▸ SUPPLIED DATA
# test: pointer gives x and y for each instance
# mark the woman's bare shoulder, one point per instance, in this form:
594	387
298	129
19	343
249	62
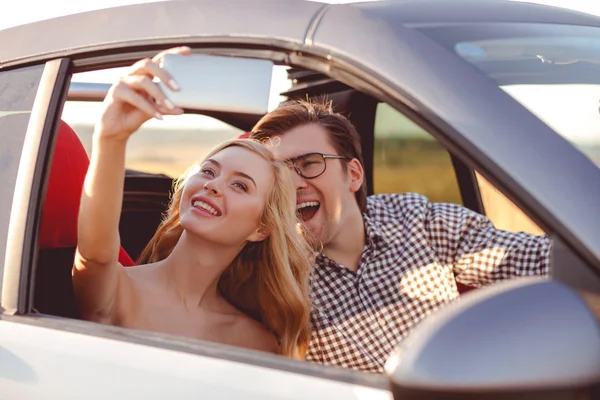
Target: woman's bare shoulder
252	334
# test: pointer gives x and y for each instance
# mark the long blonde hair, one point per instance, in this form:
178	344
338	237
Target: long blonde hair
268	280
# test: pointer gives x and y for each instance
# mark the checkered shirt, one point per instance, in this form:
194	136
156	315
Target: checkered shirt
415	253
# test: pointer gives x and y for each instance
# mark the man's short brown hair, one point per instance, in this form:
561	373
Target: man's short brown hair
342	134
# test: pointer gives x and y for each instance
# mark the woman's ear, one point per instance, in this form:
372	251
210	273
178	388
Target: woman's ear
260	234
356	174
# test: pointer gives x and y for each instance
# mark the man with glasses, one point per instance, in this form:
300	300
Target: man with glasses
386	261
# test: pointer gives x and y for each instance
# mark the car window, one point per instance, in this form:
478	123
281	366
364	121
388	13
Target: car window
18	89
162	147
503	213
408	159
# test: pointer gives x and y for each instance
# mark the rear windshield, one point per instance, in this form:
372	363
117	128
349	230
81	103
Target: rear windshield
552	70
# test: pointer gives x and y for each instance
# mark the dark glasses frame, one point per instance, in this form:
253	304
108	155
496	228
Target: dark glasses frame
292	163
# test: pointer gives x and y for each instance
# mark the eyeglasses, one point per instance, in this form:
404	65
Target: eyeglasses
311	165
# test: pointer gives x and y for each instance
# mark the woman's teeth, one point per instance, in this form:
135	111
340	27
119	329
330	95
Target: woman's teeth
207	207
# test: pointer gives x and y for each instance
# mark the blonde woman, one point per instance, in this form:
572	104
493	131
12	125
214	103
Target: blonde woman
226	264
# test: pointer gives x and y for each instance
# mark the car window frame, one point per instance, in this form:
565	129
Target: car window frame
306	60
30	188
21	114
23	264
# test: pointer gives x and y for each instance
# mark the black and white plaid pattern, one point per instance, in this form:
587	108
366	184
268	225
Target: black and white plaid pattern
416	251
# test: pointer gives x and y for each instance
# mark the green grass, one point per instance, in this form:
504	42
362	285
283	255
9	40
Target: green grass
415	165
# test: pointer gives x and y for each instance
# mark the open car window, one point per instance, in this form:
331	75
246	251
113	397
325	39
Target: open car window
408	159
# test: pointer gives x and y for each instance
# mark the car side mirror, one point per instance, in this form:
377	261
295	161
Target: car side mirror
530	338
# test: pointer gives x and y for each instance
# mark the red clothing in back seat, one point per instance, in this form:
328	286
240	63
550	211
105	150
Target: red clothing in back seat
67	173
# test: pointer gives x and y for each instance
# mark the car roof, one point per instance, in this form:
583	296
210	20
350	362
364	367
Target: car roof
233	20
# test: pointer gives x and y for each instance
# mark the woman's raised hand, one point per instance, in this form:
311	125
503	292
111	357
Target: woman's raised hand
135	98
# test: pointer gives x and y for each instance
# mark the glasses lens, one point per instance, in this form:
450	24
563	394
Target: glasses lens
310	165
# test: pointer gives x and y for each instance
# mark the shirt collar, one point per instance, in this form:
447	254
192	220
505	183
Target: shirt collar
373	233
373	236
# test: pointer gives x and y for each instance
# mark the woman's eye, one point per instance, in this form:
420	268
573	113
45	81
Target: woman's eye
208	171
240	186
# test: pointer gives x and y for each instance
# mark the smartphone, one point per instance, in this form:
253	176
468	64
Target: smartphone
218	83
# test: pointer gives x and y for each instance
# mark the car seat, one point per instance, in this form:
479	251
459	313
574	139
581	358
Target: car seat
58	232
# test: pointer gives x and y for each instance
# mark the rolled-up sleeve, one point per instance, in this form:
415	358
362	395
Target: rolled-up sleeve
480	254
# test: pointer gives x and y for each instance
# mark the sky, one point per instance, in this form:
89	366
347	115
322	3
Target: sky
25	11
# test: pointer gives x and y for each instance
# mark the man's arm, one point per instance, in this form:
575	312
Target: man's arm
478	253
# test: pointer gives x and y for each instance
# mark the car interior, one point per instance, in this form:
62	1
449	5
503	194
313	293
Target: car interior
146	194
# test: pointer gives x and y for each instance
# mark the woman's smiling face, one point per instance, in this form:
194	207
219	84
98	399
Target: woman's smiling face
224	201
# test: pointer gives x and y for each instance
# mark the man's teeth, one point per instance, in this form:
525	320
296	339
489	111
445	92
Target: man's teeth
307	204
202	204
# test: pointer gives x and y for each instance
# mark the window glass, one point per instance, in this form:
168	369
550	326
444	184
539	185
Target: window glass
163	147
503	213
18	89
408	159
552	70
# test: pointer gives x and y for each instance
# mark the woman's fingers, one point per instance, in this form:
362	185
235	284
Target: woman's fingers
123	91
183	50
150	69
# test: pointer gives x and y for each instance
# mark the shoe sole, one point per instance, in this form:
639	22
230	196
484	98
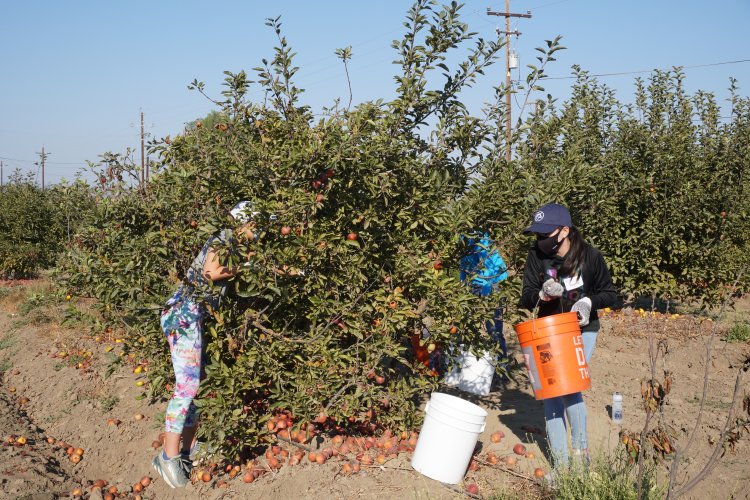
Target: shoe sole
157	467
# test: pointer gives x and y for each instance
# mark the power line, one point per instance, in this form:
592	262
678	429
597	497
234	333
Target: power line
625	73
47	163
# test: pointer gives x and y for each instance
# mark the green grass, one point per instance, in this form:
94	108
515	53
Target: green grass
738	332
607	478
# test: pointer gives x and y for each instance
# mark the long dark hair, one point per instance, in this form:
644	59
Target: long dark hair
575	259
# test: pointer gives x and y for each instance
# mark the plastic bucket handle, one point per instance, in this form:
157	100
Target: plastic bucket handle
456	424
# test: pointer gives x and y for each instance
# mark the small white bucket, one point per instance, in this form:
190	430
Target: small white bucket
472	374
447	439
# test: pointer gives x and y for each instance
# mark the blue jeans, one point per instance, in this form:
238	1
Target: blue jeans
572	408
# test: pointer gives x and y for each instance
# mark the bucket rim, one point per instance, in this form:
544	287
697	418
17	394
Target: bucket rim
458	404
449	420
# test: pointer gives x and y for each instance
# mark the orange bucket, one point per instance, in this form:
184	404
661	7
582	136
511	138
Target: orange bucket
552	347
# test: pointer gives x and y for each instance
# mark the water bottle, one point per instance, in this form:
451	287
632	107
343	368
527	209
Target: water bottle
617	408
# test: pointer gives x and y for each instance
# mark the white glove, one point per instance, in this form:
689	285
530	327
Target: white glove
583	308
551	289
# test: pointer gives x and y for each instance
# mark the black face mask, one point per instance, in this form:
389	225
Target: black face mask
548	245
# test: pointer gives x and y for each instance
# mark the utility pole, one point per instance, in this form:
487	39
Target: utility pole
43	157
508	122
143	162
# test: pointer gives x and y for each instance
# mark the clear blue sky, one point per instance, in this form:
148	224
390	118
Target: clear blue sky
75	74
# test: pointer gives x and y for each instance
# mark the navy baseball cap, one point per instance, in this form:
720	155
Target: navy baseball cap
548	218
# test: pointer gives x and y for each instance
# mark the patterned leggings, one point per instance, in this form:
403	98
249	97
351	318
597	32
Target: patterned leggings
182	322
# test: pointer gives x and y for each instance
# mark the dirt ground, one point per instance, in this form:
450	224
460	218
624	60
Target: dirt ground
46	398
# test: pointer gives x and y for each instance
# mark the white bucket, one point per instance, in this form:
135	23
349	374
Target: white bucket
447	439
472	374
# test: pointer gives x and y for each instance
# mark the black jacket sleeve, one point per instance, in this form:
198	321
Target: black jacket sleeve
603	293
532	280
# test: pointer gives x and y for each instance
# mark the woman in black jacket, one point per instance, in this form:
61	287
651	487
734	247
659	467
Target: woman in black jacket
563	273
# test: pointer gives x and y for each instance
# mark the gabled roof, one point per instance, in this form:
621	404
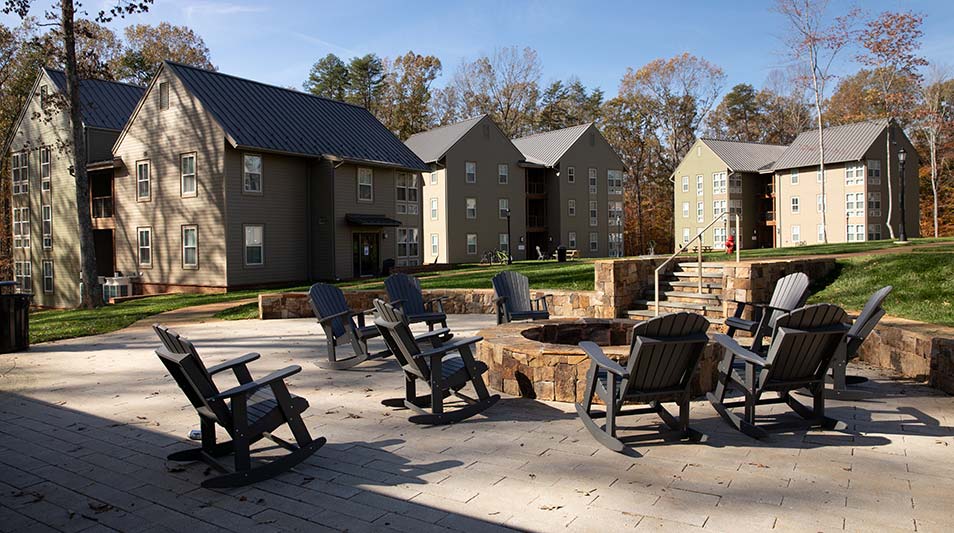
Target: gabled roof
745	156
547	148
842	143
105	104
432	145
264	117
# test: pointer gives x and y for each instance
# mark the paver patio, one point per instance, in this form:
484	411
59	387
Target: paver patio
85	425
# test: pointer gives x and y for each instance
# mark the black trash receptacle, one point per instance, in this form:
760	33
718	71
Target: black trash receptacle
14	322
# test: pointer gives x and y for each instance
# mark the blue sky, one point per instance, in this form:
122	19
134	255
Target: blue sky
276	42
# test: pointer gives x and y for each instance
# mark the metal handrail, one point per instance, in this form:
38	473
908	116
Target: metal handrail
738	247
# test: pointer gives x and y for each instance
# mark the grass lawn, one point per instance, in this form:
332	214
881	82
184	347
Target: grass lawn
923	284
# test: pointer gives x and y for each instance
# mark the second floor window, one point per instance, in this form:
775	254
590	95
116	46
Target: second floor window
143	184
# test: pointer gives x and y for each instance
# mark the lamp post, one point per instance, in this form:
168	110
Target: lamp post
902	155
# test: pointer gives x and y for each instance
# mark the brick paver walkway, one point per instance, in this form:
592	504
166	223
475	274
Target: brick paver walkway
85	426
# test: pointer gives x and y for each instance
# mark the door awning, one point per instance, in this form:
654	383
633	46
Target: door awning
370	220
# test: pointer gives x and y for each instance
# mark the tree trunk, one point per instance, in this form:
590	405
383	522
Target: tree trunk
91	293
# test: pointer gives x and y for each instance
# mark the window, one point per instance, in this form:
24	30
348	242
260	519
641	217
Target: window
408	244
163	95
856	232
874	173
190	247
44	169
187	174
406	193
145	246
254	245
874	204
614	179
470	172
47	227
252	181
47	276
23	272
718	183
854	174
20	168
21	227
855	204
365	185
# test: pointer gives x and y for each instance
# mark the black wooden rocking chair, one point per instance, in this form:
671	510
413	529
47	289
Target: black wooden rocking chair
445	373
248	413
804	342
664	354
791	292
512	298
338	321
404	291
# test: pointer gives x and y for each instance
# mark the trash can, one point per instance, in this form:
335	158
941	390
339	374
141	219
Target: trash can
14	320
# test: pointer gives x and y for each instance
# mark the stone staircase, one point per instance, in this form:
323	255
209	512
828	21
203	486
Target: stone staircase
679	291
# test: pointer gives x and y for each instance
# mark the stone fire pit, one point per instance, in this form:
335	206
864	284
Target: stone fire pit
541	360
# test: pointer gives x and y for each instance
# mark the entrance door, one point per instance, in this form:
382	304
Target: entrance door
365	253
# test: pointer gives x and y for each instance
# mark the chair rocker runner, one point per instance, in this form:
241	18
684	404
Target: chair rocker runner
791	292
445	373
340	326
664	354
512	299
248	412
404	291
804	342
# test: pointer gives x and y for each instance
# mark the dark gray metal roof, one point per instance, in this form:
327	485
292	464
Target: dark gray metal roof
106	104
547	148
431	145
265	117
842	143
745	156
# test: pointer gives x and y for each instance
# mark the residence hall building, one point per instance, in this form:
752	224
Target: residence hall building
39	158
782	203
227	182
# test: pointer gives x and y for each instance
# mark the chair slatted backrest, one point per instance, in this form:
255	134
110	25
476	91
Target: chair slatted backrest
407	289
515	287
327	300
791	292
870	316
196	383
804	342
394	328
664	352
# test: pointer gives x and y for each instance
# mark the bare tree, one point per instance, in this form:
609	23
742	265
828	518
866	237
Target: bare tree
815	42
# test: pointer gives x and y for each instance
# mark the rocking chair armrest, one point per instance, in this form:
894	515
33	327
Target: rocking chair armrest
737	350
596	355
228	365
252	386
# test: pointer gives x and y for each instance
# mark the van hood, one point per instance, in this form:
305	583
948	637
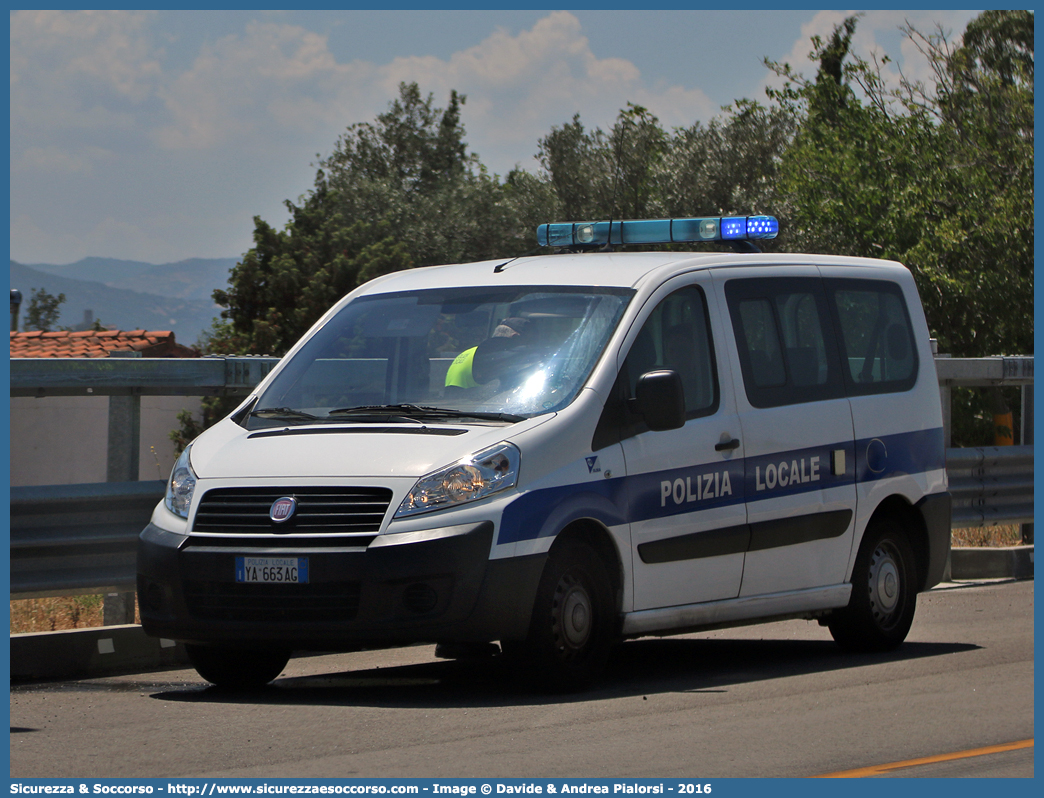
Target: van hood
228	451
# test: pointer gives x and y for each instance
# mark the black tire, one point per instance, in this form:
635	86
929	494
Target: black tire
238	669
572	627
883	592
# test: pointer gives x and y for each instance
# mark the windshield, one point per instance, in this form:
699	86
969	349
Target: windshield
487	353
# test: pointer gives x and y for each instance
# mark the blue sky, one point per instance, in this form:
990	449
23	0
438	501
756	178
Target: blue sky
158	136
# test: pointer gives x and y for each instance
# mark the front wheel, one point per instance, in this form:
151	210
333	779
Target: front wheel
571	630
238	669
883	593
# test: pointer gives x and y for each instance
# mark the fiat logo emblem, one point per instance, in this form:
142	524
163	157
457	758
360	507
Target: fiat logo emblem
282	509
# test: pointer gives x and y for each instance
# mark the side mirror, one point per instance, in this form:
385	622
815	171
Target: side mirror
660	400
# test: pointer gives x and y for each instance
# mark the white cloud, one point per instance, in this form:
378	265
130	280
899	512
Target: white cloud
54	159
121	149
277	79
60	50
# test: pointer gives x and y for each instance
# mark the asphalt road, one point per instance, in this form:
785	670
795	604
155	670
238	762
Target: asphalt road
768	701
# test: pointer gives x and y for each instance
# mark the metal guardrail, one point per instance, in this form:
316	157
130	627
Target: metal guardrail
138	376
991	486
75	539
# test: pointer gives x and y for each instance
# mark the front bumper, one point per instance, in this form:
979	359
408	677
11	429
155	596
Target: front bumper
439	585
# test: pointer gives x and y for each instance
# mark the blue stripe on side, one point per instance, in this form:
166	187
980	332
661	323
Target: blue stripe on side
899	454
661	494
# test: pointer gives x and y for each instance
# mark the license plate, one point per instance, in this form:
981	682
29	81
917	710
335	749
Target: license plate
287	570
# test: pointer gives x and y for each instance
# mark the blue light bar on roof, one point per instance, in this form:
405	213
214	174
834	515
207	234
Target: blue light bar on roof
658	231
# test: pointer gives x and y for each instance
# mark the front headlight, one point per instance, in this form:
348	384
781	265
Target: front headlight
469	479
180	486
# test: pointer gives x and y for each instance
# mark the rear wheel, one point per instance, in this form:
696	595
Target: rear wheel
237	667
571	630
883	592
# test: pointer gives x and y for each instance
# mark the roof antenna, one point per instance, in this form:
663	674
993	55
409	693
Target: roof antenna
612	205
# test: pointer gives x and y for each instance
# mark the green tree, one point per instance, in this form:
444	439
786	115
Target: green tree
727	166
43	311
938	178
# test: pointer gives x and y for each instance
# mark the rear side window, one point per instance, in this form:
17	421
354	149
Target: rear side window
876	337
784	331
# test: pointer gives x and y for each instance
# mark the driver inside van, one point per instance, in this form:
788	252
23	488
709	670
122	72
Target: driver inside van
461	371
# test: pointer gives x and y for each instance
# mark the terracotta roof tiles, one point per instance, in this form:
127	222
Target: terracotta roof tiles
97	344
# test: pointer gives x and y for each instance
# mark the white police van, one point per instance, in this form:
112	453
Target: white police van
556	452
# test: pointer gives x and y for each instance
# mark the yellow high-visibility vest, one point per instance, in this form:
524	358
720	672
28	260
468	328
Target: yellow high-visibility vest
459	371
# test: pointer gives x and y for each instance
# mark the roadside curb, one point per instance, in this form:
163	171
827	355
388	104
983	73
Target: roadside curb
85	653
1007	562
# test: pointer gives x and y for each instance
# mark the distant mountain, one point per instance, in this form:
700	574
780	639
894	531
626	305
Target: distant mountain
194	279
158	309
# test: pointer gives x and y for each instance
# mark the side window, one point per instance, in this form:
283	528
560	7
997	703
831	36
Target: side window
877	339
783	331
677	335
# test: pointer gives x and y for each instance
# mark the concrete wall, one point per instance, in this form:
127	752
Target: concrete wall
64	440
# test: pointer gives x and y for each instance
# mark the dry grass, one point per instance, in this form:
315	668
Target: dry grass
84	611
993	536
56	613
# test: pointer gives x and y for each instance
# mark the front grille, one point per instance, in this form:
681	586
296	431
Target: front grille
321	511
317	602
280	543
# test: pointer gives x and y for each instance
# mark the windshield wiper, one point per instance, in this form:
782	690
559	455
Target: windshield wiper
284	414
416	411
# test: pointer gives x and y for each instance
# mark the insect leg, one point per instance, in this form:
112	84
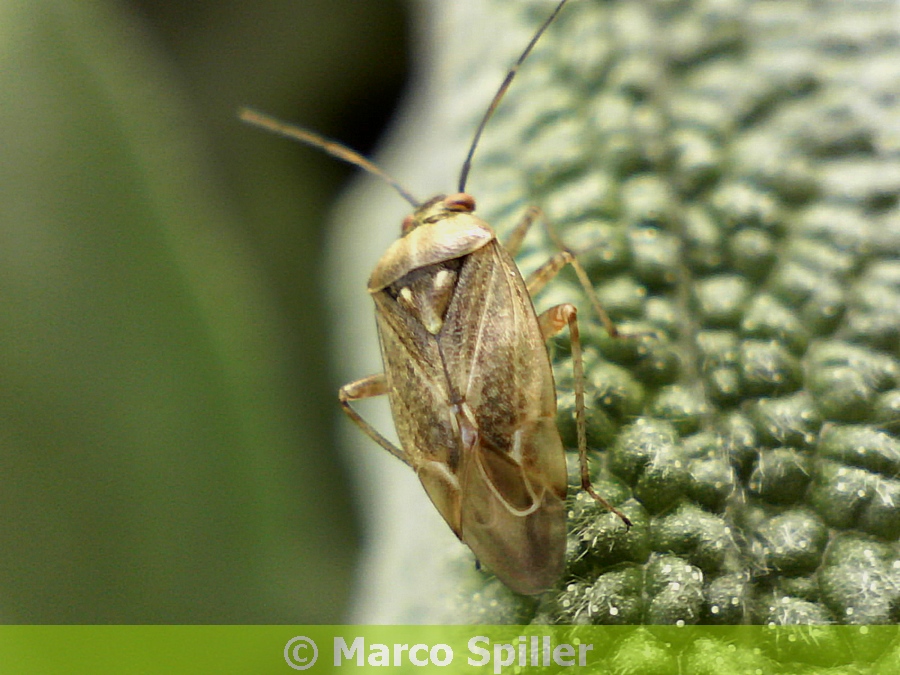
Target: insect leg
542	275
552	322
368	387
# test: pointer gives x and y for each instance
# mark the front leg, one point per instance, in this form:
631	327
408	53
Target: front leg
368	387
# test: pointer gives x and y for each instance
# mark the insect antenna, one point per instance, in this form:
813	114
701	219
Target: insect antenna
467	164
333	148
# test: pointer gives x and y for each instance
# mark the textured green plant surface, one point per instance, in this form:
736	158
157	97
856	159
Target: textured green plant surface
730	172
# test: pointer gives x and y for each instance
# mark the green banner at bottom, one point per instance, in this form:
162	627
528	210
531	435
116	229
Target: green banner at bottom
718	650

▸ TASK BRIEF
Return each line above that contains the string "textured", keeping the lines in their original order.

▸ FINISHED EXERCISE
# mark the textured green plant surface, one point per instance, in this form:
Target: textured green plant surface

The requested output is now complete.